R/furrr-options.R

Defines functions validate_prefix validate_chunk_size validate_scheduling validate_seed_list validate_seed validate_packages validate_globals validate_conditions validate_stdout is_furrr_options assert_furrr_options future_options print.furrr_options furrr_options

Documented in furrr_options future_options

#' Options to fine tune furrr
#'
#' These options fine tune furrr functions, such as [future_map()]. They
#' are either used by furrr directly, or are passed on to [future::future()].
#'
#' @param ... These dots are reserved for future extensibility and must
#'   be empty.
#'
#' @param stdout A logical.
#'
#'   - If `TRUE`, standard output of the underlying futures is relayed as soon
#'   as possible.
#'
#'   - If `FALSE`, output is silenced by sinking it to the null device.
#'
#' @param conditions A character string of conditions classes to be relayed.
#'   The default is to relay all conditions, including messages and warnings.
#'   Errors are always relayed. To not relay any conditions (besides errors),
#'   use `conditions = character()`. To selectively ignore specific classes,
#'   use `conditions = structure("condition", exclude = "message")`.
#'
#' @param globals A logical, a character vector, a named list, or `NULL` for
#'   controlling how globals are handled. For details, see the
#'   `Global variables` section below.
#'
#' @param packages A character vector, or `NULL`. If supplied, this specifies
#'   packages that are guaranteed to be attached in the R environment where the
#'   future is evaluated.
#'
#' @param seed A logical, an integer of length `1` or `7`, a list of
#'   `length(.x)` with pre-generated random seeds, or `NULL`. For details, see
#'   the `Reproducible random number generation (RNG)` section below.
#'
#' @param scheduling A single integer, logical, or `Inf`. This argument
#'   controls the average number of futures ("chunks") per worker.
#'
#'   - If `0`, then a single future is used to process all elements of `.x`.
#'
#'   - If `1` or `TRUE`, then one future per worker is used.
#'
#'   - If `2`, then each worker will process two futures (provided there
#'     are enough elements in `.x`).
#'
#'   - If `Inf` or `FALSE`, then one future per element of `.x` is used.
#'
#'   This argument is only used if `chunk_size` is `NULL`.

* * *

▶ _Task list_
(1) In the furrr options documentation, write out the stretch from "Documented in furrr_options" through "stdout A logical." again, switching "fine tune" to "adjust".
(2) Sum up the furrr options documentation in two sentences.
(3) According to the furrr options documentation, what happens when stdout is set to FALSE?
The records that follow have no connection to the furrr options documentation.

▶ _Data section_
* * *

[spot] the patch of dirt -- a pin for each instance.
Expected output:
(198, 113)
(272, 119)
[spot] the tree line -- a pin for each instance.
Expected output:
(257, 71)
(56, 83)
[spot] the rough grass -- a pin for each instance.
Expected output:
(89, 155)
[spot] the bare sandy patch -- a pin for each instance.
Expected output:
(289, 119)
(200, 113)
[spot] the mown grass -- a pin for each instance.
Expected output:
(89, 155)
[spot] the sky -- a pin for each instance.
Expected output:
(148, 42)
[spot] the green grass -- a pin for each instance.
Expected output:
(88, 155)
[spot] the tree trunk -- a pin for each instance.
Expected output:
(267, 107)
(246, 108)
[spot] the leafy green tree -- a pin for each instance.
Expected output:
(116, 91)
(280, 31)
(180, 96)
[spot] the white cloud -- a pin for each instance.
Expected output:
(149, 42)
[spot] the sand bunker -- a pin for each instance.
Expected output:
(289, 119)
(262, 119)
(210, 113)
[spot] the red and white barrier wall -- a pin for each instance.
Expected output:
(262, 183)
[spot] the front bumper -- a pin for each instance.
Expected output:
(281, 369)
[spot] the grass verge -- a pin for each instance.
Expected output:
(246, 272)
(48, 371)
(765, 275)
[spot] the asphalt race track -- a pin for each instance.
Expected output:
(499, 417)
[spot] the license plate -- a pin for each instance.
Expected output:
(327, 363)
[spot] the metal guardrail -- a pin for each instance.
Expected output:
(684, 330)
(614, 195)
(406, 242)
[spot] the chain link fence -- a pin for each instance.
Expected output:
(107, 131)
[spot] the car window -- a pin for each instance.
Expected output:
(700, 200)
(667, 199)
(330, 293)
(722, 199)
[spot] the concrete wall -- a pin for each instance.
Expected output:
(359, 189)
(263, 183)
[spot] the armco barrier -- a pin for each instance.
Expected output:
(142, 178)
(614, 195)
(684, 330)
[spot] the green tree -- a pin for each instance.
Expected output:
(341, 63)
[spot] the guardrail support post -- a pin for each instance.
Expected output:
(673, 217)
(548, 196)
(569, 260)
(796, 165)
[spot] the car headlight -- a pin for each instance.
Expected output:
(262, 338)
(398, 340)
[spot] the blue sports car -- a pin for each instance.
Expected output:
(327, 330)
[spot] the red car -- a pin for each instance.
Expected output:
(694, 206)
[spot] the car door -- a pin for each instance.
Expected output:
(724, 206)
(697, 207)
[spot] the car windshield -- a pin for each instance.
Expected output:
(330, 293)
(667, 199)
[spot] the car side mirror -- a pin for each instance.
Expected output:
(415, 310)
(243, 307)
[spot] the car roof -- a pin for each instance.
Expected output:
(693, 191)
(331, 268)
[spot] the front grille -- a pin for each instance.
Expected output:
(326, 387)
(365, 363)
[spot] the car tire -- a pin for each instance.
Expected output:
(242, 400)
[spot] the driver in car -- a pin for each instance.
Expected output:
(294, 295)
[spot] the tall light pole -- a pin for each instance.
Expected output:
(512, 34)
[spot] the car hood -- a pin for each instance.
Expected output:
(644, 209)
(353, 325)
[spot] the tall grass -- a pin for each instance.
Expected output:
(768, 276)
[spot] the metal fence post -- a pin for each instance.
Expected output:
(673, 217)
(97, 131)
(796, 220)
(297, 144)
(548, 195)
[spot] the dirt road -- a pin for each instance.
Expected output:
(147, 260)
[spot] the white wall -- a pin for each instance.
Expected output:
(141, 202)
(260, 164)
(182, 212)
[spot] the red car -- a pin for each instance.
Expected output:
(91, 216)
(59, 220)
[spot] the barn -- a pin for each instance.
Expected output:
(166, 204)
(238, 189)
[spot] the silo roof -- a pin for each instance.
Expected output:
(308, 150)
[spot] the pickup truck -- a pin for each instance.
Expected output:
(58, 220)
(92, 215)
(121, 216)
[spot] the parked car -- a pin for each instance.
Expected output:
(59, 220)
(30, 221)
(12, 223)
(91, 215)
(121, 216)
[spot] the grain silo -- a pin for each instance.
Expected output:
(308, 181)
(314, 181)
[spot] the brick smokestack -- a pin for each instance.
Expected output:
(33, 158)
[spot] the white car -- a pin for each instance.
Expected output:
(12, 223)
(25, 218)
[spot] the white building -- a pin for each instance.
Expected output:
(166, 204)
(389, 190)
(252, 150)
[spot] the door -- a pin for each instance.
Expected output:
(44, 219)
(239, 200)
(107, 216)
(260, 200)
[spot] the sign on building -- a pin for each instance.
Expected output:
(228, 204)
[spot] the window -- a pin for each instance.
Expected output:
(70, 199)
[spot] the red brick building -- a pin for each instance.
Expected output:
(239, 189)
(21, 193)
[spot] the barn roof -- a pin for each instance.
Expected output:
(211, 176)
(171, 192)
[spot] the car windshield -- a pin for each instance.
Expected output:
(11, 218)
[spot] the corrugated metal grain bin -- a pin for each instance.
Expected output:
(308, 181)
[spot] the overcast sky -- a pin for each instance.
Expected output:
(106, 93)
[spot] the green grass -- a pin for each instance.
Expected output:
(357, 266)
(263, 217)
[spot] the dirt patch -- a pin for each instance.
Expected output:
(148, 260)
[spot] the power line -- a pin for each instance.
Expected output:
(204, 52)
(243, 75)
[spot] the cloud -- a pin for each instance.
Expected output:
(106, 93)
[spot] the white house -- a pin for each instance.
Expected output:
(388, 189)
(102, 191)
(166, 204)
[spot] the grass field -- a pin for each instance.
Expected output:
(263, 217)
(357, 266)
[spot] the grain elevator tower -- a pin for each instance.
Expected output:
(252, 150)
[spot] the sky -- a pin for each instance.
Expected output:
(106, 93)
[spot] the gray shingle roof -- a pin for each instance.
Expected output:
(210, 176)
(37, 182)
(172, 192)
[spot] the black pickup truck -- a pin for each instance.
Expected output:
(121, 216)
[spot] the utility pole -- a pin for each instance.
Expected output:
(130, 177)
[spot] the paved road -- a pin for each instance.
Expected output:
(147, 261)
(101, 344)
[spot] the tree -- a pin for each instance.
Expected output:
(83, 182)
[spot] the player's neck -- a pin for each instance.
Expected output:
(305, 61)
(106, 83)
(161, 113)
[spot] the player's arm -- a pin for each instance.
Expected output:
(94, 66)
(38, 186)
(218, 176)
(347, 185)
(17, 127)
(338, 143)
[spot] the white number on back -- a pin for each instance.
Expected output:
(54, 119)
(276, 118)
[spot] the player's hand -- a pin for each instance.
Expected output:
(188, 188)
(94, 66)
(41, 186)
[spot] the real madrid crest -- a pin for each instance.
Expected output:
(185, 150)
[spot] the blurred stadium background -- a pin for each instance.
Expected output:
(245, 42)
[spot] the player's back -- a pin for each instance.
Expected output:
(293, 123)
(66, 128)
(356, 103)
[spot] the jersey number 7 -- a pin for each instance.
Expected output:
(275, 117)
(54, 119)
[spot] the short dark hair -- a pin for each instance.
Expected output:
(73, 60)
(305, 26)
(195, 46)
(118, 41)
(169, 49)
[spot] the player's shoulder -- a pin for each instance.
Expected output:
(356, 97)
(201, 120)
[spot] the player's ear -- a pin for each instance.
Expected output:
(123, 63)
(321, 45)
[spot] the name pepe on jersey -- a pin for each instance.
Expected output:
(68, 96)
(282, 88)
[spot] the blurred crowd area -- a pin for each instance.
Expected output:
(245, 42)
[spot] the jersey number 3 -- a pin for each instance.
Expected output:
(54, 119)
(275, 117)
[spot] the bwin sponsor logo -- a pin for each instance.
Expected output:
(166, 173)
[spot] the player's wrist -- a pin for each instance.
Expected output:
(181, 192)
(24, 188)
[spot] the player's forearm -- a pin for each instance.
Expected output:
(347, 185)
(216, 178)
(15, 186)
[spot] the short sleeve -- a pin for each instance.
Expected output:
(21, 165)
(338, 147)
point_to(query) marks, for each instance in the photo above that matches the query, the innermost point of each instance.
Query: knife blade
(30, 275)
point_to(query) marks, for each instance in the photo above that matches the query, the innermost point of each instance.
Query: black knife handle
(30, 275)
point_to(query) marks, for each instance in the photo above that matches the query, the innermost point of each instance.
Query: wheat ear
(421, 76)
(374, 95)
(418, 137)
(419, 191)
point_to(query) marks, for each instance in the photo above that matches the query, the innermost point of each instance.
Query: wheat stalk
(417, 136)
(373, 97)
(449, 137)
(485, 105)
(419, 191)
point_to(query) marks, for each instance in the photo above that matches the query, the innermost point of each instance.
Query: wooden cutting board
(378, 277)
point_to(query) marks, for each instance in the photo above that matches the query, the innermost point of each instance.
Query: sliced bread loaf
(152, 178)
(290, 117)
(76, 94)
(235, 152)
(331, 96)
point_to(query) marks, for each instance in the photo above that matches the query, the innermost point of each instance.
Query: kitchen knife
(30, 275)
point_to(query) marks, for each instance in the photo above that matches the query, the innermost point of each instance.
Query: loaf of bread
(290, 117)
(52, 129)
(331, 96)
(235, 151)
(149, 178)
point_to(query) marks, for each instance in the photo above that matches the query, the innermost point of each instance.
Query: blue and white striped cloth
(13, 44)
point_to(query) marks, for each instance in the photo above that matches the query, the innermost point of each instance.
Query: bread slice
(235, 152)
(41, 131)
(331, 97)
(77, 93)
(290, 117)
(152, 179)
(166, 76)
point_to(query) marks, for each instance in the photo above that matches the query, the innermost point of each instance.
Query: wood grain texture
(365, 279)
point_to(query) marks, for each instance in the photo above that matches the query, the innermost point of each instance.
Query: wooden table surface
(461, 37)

* * *

▶ _Solutions to each task_
(1)
Documented in furrr_options future_options

#' Options to adjust furrr
#'
#' These options adjust furrr functions, such as [future_map()]. They
#' are either used by furrr directly, or are passed on to [future::future()].
#'
#' @param ... These dots are reserved for future extensibility and must
#'   be empty.
#'
#' @param stdout A logical.

(2) These options fine tune furrr functions such as future_map(), and they are either used by furrr directly or passed on to future::future(). The settings cover relaying standard output and conditions, handling globals, attaching packages, seeding random numbers, and scheduling the average number of futures per worker.

(3) Output is silenced by sinking it to the null device.